(Part of a data file)

********************

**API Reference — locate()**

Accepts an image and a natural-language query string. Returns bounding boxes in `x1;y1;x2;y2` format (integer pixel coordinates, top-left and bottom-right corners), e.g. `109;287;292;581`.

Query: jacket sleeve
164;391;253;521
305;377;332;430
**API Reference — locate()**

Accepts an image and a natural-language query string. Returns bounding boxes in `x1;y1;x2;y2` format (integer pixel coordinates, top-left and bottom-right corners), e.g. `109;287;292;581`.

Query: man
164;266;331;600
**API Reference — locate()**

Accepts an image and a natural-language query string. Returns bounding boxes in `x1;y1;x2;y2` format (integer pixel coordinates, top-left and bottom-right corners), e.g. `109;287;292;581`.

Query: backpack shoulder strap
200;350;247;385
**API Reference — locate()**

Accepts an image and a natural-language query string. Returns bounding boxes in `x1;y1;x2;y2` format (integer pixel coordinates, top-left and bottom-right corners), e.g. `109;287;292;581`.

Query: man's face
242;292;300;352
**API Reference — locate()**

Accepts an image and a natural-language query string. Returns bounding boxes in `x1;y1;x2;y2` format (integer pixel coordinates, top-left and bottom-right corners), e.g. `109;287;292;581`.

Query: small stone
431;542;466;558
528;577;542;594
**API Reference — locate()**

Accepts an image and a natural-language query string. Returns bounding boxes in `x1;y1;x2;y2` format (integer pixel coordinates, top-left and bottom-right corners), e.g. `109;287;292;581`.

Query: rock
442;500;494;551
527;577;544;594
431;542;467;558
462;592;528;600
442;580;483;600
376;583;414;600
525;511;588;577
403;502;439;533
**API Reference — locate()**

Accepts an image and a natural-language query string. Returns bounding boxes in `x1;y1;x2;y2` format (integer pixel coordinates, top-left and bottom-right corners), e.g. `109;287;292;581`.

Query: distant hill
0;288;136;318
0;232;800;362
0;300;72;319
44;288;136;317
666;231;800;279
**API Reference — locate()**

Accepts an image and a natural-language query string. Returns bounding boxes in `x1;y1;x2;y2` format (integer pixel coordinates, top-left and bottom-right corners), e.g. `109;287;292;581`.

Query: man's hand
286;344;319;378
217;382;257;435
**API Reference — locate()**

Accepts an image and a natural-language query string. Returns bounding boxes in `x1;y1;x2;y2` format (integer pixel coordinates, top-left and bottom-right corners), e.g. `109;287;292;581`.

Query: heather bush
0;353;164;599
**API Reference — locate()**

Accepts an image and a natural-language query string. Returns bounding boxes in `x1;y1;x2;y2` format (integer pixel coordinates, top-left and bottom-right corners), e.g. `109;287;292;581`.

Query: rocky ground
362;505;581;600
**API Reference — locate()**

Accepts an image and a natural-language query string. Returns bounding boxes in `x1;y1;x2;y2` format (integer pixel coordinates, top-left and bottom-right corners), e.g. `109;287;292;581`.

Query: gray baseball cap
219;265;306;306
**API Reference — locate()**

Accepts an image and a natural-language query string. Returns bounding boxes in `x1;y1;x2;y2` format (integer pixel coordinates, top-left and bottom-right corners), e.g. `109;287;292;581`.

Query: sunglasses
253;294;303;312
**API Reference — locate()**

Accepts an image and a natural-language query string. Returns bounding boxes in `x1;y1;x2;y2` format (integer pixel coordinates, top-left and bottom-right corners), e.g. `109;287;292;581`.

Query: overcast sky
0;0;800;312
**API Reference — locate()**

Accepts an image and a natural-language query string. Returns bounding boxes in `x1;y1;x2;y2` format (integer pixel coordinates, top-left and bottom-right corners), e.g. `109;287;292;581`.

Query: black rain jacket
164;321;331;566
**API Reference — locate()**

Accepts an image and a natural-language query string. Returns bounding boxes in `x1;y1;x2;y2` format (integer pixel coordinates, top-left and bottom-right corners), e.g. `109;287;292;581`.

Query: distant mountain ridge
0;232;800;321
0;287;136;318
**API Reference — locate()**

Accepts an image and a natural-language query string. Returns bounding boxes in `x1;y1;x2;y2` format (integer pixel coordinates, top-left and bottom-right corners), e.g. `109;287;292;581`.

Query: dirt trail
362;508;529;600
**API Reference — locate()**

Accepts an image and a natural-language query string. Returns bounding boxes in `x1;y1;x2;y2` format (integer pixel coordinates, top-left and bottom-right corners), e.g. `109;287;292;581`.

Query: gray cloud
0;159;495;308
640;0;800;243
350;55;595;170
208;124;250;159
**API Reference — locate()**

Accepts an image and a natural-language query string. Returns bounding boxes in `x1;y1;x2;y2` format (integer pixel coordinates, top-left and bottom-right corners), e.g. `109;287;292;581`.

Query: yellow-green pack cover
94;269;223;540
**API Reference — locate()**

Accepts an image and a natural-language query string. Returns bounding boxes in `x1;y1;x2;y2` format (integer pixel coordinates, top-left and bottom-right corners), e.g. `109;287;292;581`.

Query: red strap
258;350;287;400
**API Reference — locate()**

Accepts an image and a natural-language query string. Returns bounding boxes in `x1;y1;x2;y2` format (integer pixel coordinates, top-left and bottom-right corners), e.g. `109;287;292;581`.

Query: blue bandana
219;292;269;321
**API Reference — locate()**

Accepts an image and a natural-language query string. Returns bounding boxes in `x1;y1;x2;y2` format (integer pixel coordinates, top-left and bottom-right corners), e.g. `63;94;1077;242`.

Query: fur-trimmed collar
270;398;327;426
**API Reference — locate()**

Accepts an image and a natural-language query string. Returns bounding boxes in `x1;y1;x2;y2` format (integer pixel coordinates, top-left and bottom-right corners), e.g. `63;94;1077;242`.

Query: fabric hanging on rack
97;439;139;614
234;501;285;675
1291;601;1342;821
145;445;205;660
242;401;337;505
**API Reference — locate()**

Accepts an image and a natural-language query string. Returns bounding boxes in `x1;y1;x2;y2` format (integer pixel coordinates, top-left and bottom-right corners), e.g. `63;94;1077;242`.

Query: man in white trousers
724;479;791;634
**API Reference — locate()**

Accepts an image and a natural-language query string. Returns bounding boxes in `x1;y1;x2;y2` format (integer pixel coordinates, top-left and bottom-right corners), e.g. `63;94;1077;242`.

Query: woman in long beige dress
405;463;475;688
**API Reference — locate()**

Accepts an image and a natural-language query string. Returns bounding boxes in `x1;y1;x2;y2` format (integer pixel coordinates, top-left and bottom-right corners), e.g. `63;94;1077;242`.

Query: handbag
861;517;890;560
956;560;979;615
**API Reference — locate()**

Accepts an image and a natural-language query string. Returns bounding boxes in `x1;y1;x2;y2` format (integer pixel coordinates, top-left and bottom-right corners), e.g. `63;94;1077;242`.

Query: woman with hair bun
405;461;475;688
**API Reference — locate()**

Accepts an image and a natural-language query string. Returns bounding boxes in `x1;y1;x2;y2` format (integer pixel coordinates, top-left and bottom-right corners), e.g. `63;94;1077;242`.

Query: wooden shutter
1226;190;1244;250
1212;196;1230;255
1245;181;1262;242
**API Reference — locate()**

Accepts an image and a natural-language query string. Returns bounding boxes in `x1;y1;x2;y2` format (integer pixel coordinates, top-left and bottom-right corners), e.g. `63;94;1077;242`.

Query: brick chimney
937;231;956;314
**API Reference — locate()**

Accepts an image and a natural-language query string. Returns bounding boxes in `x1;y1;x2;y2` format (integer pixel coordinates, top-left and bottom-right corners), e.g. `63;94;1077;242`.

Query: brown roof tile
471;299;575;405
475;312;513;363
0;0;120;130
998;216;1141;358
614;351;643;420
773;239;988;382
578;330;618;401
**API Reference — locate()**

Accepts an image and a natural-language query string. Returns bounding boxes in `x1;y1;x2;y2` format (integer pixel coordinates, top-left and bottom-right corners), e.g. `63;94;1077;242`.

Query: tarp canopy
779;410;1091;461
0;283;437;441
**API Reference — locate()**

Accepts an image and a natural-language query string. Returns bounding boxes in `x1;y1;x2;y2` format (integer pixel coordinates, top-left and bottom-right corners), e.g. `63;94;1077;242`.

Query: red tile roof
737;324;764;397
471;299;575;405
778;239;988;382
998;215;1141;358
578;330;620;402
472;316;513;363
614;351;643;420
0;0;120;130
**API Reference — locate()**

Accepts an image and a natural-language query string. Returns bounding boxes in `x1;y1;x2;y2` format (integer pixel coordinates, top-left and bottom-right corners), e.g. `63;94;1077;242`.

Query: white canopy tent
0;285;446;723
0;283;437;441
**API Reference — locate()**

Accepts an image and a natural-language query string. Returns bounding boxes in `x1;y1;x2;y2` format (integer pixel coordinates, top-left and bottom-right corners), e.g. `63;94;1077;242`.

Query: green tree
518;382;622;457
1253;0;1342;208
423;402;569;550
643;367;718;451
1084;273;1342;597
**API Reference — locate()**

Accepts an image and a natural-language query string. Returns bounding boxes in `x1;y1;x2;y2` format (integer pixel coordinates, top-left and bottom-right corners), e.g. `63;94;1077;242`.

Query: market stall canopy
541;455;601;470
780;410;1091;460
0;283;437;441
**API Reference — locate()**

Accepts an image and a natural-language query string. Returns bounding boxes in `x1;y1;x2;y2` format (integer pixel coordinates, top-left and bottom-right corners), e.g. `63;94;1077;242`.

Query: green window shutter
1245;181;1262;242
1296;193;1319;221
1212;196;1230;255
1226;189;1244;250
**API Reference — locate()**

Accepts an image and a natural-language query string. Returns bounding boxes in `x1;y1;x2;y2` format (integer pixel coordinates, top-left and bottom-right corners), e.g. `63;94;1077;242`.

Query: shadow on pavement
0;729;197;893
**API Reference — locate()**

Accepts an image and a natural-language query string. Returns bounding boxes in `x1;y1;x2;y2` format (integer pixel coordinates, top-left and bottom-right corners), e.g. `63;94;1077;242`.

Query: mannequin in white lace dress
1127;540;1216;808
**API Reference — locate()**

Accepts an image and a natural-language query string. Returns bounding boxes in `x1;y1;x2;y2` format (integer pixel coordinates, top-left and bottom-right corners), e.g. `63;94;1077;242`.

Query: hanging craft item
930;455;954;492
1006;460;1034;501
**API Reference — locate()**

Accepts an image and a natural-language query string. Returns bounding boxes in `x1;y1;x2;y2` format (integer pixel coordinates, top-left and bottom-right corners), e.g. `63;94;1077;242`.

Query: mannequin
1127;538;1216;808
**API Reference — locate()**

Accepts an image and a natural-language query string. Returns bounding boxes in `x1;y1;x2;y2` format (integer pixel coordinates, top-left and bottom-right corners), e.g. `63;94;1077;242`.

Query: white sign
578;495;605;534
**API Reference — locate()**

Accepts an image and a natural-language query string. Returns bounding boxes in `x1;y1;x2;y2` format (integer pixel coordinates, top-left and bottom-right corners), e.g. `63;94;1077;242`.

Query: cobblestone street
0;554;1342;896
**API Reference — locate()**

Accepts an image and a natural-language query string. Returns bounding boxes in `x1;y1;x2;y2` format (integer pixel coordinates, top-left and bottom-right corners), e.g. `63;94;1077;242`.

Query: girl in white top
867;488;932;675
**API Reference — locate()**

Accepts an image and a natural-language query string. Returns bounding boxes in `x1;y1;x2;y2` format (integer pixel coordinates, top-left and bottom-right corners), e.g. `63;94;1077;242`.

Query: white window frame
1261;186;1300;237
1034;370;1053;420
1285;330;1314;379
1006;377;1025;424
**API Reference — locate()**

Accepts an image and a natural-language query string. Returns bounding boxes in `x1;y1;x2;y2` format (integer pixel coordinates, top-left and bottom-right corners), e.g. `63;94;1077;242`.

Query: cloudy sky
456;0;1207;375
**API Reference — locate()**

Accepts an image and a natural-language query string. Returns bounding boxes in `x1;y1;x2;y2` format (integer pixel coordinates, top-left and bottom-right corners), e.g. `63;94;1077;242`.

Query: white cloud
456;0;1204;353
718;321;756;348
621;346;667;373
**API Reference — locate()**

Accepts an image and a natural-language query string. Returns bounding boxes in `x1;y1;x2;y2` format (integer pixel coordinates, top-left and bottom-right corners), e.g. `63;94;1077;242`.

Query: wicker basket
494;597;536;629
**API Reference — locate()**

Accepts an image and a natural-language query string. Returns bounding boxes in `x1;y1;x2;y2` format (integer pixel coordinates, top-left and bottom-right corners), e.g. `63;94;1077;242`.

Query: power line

********************

**What is expected:** Reproduce the records from the start through the line containing "242;292;300;352", inclusive. Substitute "coat sleeve" for "jacket sleeve" and leave everything else unchanged.

**Result of the exercise:**
**API Reference — locate()**

Accepts an image and a natural-language query string. Returns bounding boxes in `x1;y1;x2;y2` format (integer pixel coordinates, top-left and bottom-right corners), e.g. `109;287;292;581`.

Query: coat sleeve
164;391;253;521
305;377;332;430
**API Reference — locate()**

Accepts an image and a natural-language query string. Returns bounding boxes in `x1;y1;x2;y2` format (integer pixel coordinates, top-left and bottom-right corners), e.g. `109;287;292;581`.

Query: man
164;266;331;600
**API Reference — locate()**

Accepts an image and a natural-language query string. Returns bounding boxes in `x1;y1;x2;y2` format (integer pixel coordinates, top-left and bottom-right corners), e.g. `109;287;292;581`.

Query: backpack shoulder strap
200;350;247;385
**API Reference — locate()**

Accepts an image and a natural-language query string. Returns bounding boxes in `x1;y1;x2;y2` format (integer pixel coordinates, top-left and bottom-right corners), e.g. `109;287;292;581`.

Query: man's face
242;292;300;352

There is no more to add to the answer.